Instructions =
1. In the forum post about EDMA3 copy performance, list each driver, software package, tool, and board that the first sentence says is in use.
2. According to the forum post about EDMA3 copy performance, why should the memory interface not be under heavy load during the test?
3. Carry on the forum post about EDMA3 copy performance from the last line shown.

I am using the EDMA3 low level driver (edma3_lld_01_06_00_01) and DSP/BIOS 5.33.06 with CCS3.3 on a DSK6455. I extracted the DAT functions from the CSL2_DAT_DEMO example included in the LLD and build a library (DAT_ll_*). The functionality of the DAT functions in my application have been verified manually with the debugger and during runtime. The problem is the performance of the DAT functions! However, the DAT overhead is minimal and consists almost of EDMA3_DRV calls.
Measuring the performance of copying 1GiB of data from the external to the internal memory in chunks results in a total copying performance of about 230MiB/s. All sections are mapped to the internal memory, except the data section of "dext". Thus, the memory interface should not be stressed. Here you can see some code snippets of my test project:
#pragma DATA_ALIGN(dstBuff, 8)
#pragma DATA_SECTION(dstBuff, "dint")
unsigned int dstBuff[SIZE];
#pragma DATA_ALIGN(srcBuff1, 8)
#pragma DATA_SECTION(srcBuff1, "dext")

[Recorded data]

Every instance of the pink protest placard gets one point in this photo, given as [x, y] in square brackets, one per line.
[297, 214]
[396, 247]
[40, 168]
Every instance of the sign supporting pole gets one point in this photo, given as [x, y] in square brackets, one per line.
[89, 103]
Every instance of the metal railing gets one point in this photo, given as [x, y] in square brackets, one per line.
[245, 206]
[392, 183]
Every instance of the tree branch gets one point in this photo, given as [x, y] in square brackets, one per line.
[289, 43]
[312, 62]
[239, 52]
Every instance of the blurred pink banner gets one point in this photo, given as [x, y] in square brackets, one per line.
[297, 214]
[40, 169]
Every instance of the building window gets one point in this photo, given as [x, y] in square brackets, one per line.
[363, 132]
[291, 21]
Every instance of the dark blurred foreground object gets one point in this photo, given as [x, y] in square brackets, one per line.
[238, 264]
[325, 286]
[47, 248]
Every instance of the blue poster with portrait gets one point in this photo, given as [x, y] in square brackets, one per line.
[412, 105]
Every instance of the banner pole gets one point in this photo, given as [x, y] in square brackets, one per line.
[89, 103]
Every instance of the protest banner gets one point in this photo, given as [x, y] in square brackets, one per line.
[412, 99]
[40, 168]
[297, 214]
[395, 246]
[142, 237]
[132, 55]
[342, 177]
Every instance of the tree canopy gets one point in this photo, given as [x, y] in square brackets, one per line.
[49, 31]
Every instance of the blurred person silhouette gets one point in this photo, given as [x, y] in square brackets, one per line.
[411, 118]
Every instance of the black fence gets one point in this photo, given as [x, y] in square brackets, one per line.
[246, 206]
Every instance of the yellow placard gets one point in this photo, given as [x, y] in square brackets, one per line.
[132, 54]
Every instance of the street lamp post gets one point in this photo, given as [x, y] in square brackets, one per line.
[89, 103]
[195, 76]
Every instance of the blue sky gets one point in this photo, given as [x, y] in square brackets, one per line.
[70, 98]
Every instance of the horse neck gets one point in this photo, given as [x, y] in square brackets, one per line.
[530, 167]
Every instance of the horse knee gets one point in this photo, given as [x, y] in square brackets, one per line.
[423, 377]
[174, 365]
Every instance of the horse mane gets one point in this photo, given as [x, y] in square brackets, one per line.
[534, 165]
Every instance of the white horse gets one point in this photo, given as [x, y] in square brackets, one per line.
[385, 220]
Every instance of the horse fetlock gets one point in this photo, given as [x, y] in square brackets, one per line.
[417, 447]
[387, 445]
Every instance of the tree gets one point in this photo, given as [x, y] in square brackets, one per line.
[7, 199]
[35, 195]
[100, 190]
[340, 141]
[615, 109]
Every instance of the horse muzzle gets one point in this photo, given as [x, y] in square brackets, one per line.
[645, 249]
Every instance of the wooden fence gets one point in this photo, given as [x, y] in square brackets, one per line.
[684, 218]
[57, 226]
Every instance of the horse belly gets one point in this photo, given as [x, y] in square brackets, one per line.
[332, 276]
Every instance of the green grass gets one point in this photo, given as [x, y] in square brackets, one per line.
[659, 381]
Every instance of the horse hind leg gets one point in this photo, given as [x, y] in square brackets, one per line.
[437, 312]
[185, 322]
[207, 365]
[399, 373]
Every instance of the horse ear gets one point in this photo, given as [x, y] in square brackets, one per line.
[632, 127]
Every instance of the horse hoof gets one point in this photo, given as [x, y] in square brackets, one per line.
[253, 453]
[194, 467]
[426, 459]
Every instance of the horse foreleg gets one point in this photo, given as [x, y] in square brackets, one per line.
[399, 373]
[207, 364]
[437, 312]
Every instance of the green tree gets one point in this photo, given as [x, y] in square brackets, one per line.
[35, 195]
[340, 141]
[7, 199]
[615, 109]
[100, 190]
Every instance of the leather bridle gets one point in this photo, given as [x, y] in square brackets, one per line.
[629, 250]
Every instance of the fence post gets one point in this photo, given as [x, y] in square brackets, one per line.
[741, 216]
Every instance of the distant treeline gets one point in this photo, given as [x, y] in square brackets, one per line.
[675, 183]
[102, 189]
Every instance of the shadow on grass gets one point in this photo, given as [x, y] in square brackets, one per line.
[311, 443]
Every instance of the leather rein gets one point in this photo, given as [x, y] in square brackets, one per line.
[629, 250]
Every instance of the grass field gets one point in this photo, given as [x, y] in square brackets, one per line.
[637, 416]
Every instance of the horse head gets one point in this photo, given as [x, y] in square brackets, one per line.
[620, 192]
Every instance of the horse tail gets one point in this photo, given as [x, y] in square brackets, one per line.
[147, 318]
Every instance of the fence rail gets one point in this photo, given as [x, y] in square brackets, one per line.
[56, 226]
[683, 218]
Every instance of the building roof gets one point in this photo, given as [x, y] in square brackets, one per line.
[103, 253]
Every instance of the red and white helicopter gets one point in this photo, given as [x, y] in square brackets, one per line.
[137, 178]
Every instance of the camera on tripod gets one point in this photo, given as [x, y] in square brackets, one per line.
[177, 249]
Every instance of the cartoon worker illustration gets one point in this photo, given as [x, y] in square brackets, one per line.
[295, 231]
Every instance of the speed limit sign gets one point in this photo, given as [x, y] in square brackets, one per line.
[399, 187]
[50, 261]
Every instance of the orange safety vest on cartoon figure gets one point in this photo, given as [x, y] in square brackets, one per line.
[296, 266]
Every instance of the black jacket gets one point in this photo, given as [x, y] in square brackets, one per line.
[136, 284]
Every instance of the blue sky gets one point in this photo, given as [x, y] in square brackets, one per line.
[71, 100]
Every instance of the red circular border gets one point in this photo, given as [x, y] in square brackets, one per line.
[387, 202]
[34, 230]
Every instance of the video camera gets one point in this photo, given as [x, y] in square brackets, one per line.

Answers to the tasks =
1.
- EDMA3 low level driver (edma3_lld_01_06_00_01)
- DSP/BIOS 5.33.06
- CCS3.3
- DSK6455

2. All sections are mapped to internal memory. The only exception is the data section of "dext".

3.
unsigned int srcBuff1[SIZE];
...
{
float time_cycles, time_ms;
unsigned long long int u64T1, u64T2;
TSCH = 0; TSCL = 0;
u64T1 = _itoll(TSCH, TSCL);
for (i = 0; i < (1024 * 1024 * (1024)) / SIZE; i++)
{
waitId[0] = DAT_ll_copy2d(DAT_2D2D, srcBuff1, dstBuff, 4, SIZE / 8, 8);
DAT_ll_wait(waitId[0]);
}
u64T2 = _itoll(TSCH, TSCL);
time_cycles = (float)(u64T2 - u64T1);
time_ms = (float)time_cycles / (float)GBL_getFrequency(); // in msec
printf("performance DAT_ll_copy2d: %fMiB/s\n", 1024. * (1024.) / time_ms);
}
I expected much higher performance rates than 230MiB/s. Please let me know how I can increase the performance?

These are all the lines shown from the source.